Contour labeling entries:
□ □ □
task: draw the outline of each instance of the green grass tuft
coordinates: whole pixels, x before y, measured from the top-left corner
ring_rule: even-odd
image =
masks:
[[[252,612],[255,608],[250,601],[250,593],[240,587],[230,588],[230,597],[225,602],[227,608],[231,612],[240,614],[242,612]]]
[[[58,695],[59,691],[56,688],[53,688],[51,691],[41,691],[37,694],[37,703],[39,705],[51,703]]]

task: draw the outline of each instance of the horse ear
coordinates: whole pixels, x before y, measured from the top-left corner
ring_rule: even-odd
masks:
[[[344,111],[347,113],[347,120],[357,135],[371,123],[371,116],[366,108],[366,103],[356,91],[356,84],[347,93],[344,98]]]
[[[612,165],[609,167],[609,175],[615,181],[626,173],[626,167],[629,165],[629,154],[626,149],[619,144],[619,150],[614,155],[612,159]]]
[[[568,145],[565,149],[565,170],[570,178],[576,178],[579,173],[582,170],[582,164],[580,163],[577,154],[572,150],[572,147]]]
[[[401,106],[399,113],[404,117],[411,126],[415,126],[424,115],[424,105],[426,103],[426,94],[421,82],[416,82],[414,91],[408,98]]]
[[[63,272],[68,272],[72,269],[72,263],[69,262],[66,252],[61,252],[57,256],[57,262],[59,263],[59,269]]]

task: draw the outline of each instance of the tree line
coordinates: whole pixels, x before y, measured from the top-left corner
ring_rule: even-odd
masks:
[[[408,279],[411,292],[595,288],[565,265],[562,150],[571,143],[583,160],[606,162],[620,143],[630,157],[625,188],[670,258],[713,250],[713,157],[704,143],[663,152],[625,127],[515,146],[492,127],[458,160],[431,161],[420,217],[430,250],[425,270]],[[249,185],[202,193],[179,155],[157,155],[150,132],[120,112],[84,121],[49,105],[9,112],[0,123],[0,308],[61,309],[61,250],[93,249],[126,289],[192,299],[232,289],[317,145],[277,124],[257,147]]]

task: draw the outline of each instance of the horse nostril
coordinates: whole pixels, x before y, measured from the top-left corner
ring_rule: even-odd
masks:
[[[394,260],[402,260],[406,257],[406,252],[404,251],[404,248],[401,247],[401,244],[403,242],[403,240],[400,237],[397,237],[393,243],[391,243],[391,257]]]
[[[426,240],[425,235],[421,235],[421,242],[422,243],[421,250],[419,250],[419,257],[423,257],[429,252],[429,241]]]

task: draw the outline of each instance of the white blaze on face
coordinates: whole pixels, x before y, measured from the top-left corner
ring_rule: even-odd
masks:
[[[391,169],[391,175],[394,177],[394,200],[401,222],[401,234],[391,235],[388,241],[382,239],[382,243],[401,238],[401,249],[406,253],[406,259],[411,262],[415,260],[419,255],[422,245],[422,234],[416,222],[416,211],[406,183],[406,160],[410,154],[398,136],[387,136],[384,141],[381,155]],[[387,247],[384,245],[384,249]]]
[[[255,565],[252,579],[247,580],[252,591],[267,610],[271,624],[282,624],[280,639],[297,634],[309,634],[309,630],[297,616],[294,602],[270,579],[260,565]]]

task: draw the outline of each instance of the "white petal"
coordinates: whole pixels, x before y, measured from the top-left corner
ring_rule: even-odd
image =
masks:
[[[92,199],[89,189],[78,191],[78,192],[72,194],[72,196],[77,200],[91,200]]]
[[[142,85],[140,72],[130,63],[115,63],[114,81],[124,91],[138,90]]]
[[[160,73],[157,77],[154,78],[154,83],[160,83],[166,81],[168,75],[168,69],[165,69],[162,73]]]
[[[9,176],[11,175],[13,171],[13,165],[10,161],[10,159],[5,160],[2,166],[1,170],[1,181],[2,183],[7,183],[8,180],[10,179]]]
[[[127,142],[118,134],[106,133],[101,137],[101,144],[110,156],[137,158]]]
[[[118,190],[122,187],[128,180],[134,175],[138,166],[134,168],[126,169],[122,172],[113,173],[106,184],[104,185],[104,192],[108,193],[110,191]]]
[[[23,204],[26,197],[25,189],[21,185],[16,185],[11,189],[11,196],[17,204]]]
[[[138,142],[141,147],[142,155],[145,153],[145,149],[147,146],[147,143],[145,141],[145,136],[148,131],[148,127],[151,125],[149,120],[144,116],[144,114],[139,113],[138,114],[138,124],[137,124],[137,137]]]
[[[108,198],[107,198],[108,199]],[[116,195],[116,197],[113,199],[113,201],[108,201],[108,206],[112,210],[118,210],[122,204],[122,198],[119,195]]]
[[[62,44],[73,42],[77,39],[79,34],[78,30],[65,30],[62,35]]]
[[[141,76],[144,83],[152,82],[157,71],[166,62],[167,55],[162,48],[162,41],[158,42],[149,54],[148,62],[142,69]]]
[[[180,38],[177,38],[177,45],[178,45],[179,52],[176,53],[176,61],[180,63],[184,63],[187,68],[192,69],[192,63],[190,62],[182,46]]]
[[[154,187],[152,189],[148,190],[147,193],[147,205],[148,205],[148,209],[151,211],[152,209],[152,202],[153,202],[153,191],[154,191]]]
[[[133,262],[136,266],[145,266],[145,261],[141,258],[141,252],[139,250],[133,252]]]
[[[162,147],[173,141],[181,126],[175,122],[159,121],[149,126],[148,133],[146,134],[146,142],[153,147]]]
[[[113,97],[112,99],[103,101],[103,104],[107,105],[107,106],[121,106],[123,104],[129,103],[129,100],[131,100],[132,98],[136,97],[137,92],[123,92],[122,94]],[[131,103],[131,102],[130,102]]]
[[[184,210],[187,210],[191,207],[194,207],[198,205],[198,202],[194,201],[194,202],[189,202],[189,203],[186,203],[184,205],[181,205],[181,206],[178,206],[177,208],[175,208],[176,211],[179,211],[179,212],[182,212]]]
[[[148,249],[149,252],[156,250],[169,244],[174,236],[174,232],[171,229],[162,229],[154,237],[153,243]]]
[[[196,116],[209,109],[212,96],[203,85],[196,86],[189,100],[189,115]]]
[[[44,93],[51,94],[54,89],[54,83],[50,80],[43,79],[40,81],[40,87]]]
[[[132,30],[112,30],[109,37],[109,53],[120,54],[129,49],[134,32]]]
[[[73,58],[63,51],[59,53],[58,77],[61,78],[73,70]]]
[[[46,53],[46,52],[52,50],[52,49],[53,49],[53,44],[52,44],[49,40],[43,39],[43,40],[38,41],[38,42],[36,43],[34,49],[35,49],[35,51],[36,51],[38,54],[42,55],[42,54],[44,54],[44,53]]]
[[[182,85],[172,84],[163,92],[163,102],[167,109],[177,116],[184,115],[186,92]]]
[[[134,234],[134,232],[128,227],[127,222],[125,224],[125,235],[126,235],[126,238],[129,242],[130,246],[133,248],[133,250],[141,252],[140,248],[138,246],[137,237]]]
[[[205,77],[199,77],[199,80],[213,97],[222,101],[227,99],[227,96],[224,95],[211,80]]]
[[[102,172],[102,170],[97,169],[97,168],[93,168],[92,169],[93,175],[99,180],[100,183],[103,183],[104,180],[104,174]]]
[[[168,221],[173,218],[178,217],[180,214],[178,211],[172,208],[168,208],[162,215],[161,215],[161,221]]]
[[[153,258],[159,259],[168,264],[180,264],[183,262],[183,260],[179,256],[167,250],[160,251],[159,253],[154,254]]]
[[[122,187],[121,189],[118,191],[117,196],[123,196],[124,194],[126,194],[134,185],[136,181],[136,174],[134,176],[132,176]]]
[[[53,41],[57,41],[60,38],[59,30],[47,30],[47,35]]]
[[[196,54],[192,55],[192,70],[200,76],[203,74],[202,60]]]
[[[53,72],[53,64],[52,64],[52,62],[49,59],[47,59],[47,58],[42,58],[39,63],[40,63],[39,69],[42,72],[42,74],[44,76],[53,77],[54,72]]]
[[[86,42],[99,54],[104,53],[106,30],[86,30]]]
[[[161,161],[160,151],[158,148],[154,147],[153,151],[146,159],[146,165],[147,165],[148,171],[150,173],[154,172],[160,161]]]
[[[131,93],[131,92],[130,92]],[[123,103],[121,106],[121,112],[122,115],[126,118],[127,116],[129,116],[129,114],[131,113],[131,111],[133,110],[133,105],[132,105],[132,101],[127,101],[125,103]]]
□ □ □
Exercise details
List every line of the records that contains the word "horse".

Correct response
task: draw the outline of each instance of the horse ear
task: draw the outline of each instance of the horse nostril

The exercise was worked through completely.